Problem statement – Show every line in the lines below that contains the string "bathtub", copying each one in full. Treat case as significant when matching.

[Coordinate labeling data]
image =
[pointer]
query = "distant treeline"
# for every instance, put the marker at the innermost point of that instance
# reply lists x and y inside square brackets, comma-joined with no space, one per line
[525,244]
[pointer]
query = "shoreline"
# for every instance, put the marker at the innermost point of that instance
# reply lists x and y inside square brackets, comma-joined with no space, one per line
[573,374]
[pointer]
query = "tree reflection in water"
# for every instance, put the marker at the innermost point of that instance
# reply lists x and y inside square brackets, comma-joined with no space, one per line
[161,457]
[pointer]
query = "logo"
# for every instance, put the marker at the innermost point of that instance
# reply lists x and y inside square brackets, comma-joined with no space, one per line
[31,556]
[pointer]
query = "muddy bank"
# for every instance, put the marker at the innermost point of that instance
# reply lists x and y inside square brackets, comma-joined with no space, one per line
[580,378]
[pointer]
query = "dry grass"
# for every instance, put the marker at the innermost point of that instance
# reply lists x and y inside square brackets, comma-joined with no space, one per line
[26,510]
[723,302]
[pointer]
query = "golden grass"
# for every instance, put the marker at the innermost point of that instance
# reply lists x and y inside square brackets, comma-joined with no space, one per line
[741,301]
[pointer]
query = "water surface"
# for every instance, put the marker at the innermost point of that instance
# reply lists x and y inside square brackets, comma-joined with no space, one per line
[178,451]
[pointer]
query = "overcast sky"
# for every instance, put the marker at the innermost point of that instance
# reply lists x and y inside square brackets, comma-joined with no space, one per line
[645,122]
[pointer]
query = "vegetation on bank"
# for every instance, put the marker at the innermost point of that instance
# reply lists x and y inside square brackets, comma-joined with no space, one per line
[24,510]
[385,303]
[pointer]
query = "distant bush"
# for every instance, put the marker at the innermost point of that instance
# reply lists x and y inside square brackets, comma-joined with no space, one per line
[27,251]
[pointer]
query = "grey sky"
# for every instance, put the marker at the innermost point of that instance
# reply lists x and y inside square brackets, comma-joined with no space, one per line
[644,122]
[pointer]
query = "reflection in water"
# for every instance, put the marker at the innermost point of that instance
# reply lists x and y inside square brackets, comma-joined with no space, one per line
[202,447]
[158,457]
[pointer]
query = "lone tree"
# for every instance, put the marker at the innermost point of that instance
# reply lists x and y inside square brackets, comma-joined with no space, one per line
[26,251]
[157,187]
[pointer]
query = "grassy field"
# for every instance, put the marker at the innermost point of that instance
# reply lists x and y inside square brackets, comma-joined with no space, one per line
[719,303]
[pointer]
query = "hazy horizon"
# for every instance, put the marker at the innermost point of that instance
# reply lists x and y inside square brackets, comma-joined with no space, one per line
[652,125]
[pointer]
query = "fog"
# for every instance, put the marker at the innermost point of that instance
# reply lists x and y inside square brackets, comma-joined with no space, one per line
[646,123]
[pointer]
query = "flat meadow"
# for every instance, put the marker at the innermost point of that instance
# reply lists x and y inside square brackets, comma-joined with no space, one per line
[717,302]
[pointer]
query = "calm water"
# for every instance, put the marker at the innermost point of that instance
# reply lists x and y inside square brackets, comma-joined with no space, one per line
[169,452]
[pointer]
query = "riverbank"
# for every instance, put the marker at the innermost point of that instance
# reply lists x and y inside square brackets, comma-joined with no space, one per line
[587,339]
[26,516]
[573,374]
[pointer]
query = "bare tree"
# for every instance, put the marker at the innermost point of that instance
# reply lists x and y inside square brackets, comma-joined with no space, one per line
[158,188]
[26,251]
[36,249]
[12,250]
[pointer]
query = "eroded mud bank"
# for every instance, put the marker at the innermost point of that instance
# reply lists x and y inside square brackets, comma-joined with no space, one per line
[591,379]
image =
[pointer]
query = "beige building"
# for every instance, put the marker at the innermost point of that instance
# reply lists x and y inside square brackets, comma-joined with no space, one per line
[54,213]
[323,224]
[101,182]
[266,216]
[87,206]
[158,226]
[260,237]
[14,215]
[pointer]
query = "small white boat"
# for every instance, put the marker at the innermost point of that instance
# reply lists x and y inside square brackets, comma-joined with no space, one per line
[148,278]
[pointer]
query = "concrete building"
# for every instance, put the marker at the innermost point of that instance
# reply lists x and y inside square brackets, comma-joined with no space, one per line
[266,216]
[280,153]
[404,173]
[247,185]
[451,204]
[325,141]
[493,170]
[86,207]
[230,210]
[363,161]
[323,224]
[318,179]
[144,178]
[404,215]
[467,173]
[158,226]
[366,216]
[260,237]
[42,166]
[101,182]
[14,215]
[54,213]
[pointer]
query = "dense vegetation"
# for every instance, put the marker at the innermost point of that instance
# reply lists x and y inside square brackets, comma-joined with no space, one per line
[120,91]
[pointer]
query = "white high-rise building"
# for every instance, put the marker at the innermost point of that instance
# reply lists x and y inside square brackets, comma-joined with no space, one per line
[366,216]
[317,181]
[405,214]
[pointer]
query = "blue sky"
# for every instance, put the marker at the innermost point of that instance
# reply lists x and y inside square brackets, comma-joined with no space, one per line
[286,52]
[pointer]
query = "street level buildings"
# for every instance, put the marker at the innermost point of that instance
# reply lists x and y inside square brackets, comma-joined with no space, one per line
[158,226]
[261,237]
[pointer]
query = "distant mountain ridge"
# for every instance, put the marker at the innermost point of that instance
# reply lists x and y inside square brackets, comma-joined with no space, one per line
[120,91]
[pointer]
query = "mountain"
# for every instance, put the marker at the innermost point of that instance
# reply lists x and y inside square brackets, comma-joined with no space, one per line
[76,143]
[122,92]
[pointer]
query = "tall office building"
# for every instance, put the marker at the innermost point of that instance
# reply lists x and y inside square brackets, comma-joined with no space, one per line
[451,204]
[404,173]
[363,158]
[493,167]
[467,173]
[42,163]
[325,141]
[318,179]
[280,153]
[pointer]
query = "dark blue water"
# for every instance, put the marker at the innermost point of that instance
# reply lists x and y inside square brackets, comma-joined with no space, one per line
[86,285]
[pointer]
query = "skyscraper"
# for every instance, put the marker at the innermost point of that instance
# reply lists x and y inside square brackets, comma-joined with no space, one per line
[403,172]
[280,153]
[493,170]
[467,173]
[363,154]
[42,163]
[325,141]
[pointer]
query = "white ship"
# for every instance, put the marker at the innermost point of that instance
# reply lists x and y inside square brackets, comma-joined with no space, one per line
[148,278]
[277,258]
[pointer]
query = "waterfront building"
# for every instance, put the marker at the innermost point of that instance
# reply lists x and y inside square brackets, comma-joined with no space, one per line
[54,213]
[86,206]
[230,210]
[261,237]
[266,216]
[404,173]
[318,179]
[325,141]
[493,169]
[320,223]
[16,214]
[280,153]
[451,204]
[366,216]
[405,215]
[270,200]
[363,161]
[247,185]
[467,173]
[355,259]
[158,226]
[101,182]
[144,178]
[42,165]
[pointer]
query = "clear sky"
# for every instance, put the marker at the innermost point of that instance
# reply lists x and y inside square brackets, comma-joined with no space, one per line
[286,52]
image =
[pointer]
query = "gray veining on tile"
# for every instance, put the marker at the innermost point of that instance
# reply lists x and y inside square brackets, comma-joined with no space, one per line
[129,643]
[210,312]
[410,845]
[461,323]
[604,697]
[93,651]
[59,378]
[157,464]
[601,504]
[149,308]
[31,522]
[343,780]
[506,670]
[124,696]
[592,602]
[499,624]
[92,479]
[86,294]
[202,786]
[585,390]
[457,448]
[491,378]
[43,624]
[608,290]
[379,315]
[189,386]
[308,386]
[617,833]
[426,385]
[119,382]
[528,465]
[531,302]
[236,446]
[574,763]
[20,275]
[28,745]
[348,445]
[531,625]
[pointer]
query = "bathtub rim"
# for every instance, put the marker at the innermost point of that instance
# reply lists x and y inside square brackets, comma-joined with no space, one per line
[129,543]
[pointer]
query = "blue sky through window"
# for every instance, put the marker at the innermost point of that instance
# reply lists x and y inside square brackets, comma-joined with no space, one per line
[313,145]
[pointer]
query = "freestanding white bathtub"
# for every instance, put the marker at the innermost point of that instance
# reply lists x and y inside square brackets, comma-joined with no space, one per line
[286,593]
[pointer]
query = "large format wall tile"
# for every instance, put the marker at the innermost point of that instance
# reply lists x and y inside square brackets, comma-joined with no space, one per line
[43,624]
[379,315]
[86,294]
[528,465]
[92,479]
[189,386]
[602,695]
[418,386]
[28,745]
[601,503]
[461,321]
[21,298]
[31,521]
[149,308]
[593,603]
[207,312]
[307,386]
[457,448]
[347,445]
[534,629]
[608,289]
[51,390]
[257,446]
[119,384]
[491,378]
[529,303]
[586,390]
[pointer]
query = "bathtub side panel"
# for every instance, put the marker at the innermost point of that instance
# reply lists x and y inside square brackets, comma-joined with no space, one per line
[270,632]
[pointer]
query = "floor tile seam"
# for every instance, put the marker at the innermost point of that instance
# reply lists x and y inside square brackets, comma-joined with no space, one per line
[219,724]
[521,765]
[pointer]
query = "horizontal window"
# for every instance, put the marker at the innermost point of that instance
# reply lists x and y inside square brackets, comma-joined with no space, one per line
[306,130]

Complete answer –
query = "bathtub rim"
query = "freestanding white bathtub"
query = "bathtub side panel"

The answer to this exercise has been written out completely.